━━━ Data supplied ━━━
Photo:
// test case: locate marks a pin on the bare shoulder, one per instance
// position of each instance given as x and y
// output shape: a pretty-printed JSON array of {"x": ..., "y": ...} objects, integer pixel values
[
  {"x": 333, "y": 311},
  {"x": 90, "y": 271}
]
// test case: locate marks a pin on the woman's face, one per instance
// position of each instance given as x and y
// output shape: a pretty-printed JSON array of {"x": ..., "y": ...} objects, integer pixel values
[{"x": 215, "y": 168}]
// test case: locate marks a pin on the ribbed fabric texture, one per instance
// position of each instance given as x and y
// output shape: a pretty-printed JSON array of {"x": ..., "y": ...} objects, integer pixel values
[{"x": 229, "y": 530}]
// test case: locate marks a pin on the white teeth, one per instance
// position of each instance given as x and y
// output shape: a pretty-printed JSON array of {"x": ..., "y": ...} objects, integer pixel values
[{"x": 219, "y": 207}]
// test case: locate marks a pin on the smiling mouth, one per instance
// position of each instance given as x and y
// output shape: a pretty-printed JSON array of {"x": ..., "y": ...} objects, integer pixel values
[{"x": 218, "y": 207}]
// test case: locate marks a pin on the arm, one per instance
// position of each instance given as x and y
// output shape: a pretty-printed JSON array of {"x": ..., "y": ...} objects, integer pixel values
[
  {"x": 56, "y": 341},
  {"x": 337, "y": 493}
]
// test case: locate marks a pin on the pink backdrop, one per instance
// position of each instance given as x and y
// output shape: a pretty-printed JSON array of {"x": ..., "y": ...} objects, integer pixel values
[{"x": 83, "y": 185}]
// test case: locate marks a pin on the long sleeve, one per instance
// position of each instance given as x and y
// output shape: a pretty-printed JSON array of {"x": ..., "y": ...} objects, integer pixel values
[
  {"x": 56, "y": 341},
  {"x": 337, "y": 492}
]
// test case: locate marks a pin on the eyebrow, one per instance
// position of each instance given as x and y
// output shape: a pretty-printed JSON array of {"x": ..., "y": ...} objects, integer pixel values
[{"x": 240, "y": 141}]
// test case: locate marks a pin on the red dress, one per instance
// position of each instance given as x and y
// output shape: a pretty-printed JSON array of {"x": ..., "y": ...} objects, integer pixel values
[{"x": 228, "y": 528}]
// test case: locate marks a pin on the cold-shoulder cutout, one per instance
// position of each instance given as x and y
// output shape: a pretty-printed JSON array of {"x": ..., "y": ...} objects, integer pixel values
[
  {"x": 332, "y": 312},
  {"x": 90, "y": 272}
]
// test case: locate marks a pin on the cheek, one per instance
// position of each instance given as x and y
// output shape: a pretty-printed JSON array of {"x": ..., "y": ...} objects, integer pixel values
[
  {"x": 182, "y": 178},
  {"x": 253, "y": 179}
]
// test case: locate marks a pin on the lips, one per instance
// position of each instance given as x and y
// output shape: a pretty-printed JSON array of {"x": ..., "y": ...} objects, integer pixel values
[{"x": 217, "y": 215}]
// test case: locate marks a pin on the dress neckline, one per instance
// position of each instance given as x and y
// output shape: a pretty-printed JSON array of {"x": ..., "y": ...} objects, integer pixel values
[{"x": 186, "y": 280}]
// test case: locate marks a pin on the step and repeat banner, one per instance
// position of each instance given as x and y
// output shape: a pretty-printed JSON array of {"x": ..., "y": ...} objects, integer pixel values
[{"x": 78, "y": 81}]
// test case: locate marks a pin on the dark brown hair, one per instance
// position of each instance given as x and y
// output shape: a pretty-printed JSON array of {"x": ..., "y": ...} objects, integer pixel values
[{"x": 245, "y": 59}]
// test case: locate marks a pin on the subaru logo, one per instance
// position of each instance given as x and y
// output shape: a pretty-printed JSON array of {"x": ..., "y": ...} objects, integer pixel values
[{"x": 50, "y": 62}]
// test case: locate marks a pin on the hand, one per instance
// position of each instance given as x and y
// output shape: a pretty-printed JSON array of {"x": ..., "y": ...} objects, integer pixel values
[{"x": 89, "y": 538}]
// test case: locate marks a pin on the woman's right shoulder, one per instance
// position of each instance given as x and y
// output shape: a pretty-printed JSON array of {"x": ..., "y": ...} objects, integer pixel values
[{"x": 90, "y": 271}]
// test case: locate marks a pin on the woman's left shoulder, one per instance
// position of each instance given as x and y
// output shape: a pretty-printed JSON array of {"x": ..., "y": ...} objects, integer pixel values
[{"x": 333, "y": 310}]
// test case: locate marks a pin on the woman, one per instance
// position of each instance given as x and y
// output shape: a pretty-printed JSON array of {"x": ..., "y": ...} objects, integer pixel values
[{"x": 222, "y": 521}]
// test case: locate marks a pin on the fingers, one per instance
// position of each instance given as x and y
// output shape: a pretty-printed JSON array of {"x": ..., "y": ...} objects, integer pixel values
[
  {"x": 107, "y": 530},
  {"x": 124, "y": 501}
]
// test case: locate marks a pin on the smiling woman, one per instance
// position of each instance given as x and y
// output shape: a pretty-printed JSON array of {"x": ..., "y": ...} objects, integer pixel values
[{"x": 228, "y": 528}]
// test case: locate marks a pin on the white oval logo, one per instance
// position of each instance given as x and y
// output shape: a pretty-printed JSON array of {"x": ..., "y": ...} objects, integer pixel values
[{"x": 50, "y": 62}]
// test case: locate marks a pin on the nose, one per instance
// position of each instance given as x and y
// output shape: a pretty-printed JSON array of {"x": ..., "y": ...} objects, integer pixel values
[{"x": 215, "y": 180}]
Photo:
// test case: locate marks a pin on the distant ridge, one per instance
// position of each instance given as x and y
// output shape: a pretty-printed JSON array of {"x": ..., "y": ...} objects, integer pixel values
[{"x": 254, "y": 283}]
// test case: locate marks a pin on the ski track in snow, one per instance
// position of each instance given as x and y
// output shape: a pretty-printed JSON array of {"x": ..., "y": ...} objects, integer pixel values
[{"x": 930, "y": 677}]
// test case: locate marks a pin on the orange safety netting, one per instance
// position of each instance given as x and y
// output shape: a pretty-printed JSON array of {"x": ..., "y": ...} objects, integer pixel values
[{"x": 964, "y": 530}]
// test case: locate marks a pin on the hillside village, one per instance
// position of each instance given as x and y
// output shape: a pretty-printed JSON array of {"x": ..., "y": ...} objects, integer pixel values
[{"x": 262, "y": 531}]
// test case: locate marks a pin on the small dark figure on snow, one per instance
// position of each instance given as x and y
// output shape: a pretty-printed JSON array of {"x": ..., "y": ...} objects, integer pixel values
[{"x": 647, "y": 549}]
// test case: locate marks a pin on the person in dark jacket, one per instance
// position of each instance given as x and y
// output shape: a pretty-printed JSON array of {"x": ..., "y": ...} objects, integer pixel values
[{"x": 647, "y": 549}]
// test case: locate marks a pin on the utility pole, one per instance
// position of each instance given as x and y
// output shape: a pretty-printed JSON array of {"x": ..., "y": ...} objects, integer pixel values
━━━
Written task → Your task is to retype all the records above with nothing left out.

Solution below →
Photo:
// test case: locate marks a pin on the bare shoulder, one per instance
// position of each instance given as x and y
// output shape: a pretty-printed JSON array of {"x": ..., "y": ...} objects, integer pixel values
[
  {"x": 333, "y": 311},
  {"x": 90, "y": 271}
]
// test case: locate marks a pin on the woman's face, one per instance
// position of each instance given as x and y
// output shape: a pretty-printed JSON array of {"x": ..., "y": ...} objects, integer pixel values
[{"x": 215, "y": 168}]
// test case: locate marks a pin on the ribbed fabric texture, one per instance
// position of each instance given as x and y
// output shape: a pretty-printed JSON array of {"x": ..., "y": ...} objects, integer pixel values
[{"x": 229, "y": 530}]
// test case: locate marks a pin on the white teeth, one per instance
// position of each instance given as x and y
// output shape: a pretty-printed JSON array of {"x": ..., "y": ...} objects, integer pixel values
[{"x": 219, "y": 207}]
// test case: locate marks a pin on the smiling mouth, one per instance
// position of each instance given as x and y
// output shape: a pretty-printed JSON array of {"x": ..., "y": ...} objects, integer pixel values
[{"x": 218, "y": 207}]
// test case: locate marks a pin on the arm, one per instance
// position of each instance given as x and y
// output shape: a pretty-printed JSON array of {"x": ..., "y": ...} objects, integer pixel values
[
  {"x": 56, "y": 341},
  {"x": 337, "y": 493}
]
// test case: locate marks a pin on the pink backdrop, one per instance
// position of each instance given as x and y
// output shape: a pretty-printed JSON array of {"x": ..., "y": ...} objects, integer pixel values
[{"x": 83, "y": 185}]
// test case: locate marks a pin on the long sleeve, one per instance
// position of each instance given as x and y
// output shape: a pretty-printed JSON array of {"x": ..., "y": ...} objects, integer pixel values
[
  {"x": 56, "y": 341},
  {"x": 337, "y": 492}
]
// test case: locate marks a pin on the eyebrow, one per instance
// position of each instance given as x and y
// output shape: a pretty-printed JSON array of {"x": ..., "y": ...} objects, integer pixel values
[{"x": 240, "y": 141}]
// test case: locate marks a pin on the red dress, one per instance
// position of each instance given as x and y
// output shape: a pretty-printed JSON array of {"x": ..., "y": ...} objects, integer pixel values
[{"x": 228, "y": 528}]
// test case: locate marks a pin on the cold-shoulder cutout, one per instance
// position of each instance given as x and y
// output shape: a pretty-printed JSON array of {"x": ..., "y": ...} objects, integer pixel values
[
  {"x": 332, "y": 312},
  {"x": 90, "y": 272}
]
// test case: locate marks a pin on the cheek, one per instance
// position of each instance given as x and y
// output shape: a pretty-printed JSON array of {"x": ..., "y": ...} objects, integer pixel values
[
  {"x": 182, "y": 178},
  {"x": 253, "y": 179}
]
// test case: locate marks a pin on the lips, one per instance
// position of each instance given as x and y
// output shape: a pretty-printed JSON array of {"x": ..., "y": ...} objects, integer pixel values
[{"x": 217, "y": 215}]
// test case: locate marks a pin on the dress neckline, one per instance
// position of each instance given as x and y
// output shape: a pretty-printed JSON array of {"x": ..., "y": ...} objects, integer pixel values
[{"x": 186, "y": 280}]
// test case: locate marks a pin on the step and repeat banner, one per instance
// position of each instance given as x and y
// output shape: a pretty-printed JSON array of {"x": ..., "y": ...} objects, integer pixel values
[{"x": 78, "y": 81}]
// test case: locate marks a pin on the dark brown hair, one per instance
// position of each instance given as x and y
// output shape: a pretty-printed JSON array of {"x": ..., "y": ...} objects, integer pixel values
[{"x": 245, "y": 59}]
// test case: locate marks a pin on the subaru logo, one per instance
// position of each instance given as x and y
// output shape: a pretty-printed JSON array of {"x": ..., "y": ...} objects, integer pixel values
[{"x": 50, "y": 62}]
// test case: locate marks a pin on the hand, one per instance
// position of each instance given as x and y
// output shape: a pretty-printed JSON array of {"x": ..., "y": ...} objects, integer pixel values
[{"x": 89, "y": 538}]
// test case: locate marks a pin on the woman's right shoulder, one per instance
// position of each instance given as x and y
// output shape: a pretty-printed JSON array of {"x": ..., "y": ...} objects, integer pixel values
[{"x": 90, "y": 271}]
// test case: locate marks a pin on the woman's left shoulder, one per instance
// position of each instance given as x and y
// output shape: a pretty-printed JSON array of {"x": ..., "y": ...} objects, integer pixel values
[{"x": 333, "y": 310}]
// test case: locate marks a pin on the woman, one per instance
// position of each instance given as x and y
// output shape: a pretty-printed JSON array of {"x": ..., "y": ...} objects, integer pixel values
[{"x": 222, "y": 521}]
// test case: locate marks a pin on the fingers, one per instance
// position of each instance given as x and y
// output shape: a pretty-printed JSON array of {"x": ..., "y": ...} objects, integer pixel values
[
  {"x": 107, "y": 530},
  {"x": 124, "y": 501}
]
// test case: locate marks a pin on the smiling woman, one per instance
// position of each instance given as x and y
// output shape: a pretty-printed JSON array of {"x": ..., "y": ...} objects, integer pixel values
[{"x": 228, "y": 528}]
// test case: locate marks a pin on the white oval logo, one per instance
// position of each instance given as x and y
// output shape: a pretty-printed JSON array of {"x": ..., "y": ...} objects, integer pixel values
[{"x": 50, "y": 62}]
// test case: locate marks a pin on the nose, one per instance
// position of each instance given as x and y
// output shape: a pretty-printed JSON array of {"x": ..., "y": ...} objects, integer pixel values
[{"x": 215, "y": 180}]
Photo:
// test case: locate marks a pin on the distant ridge, one per instance
// position of each instance given as x and y
// output shape: a pretty-printed JSON array of {"x": ..., "y": ...} objects, integer pixel values
[{"x": 254, "y": 283}]
// test case: locate marks a pin on the ski track in snow, one per instance
// position of each instance given as x and y
// output shape: a pretty-printed JSON array of {"x": ..., "y": ...} objects, integer pixel values
[{"x": 930, "y": 677}]
// test case: locate marks a pin on the orange safety netting, one per instance
// position of each instance given as x and y
// output shape: a pretty-printed JSON array of {"x": ..., "y": ...} objects, integer pixel values
[{"x": 964, "y": 530}]
// test case: locate marks a pin on the hillside village, one per instance
// position of each instance given as x and y
// output shape: a pretty-printed JSON array of {"x": ..., "y": ...} objects, integer pixel values
[{"x": 262, "y": 531}]
// test case: locate marks a pin on the small dark figure on snow, one per instance
// position of each instance given as x and y
// output shape: a pretty-printed JSON array of {"x": ..., "y": ...} objects, integer pixel values
[{"x": 647, "y": 549}]
// test case: locate marks a pin on the person in dark jacket, one per instance
// position of each instance given as x and y
// output shape: a pretty-printed JSON array of {"x": ..., "y": ...} objects, integer pixel values
[{"x": 647, "y": 549}]
// test case: locate marks a pin on the utility pole, one per instance
// position of each instance given as x and y
// output shape: a pretty-printed JSON array of {"x": ..., "y": ...} objects, integer pixel values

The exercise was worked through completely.